Brief ->
Restate the records below word for word.

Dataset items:
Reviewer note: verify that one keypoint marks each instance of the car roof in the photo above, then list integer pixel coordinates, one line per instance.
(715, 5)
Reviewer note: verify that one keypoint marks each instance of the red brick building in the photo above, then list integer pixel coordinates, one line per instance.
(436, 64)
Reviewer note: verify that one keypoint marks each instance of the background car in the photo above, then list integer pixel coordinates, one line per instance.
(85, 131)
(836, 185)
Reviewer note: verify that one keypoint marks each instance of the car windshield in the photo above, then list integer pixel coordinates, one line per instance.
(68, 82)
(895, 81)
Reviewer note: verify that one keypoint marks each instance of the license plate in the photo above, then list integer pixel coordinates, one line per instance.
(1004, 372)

Final answer ->
Reviewer note: verify that one keypoint marks each instance of the car roof in the photo above, then list integer pixel coordinates, one line per instance.
(715, 5)
Reviewer note: verify that one keypoint marks each instance of the red brick building in the photo above, then list integer pixel coordinates, one line per instance.
(436, 64)
Reviewer note: verify that one keypoint marks each instance of the background car in the photo above, then list integer pixel coordinates, one line per instance.
(85, 131)
(836, 185)
Reviewer note: verify that one keypoint marks each instance of the car windshield in the photo above, then list integer pixel coordinates, one line per instance.
(68, 82)
(895, 81)
Reviewer note: verify that one keypoint marks each instance of the license plate in the photo above, then list integer pixel coordinates, one line per instance.
(1004, 372)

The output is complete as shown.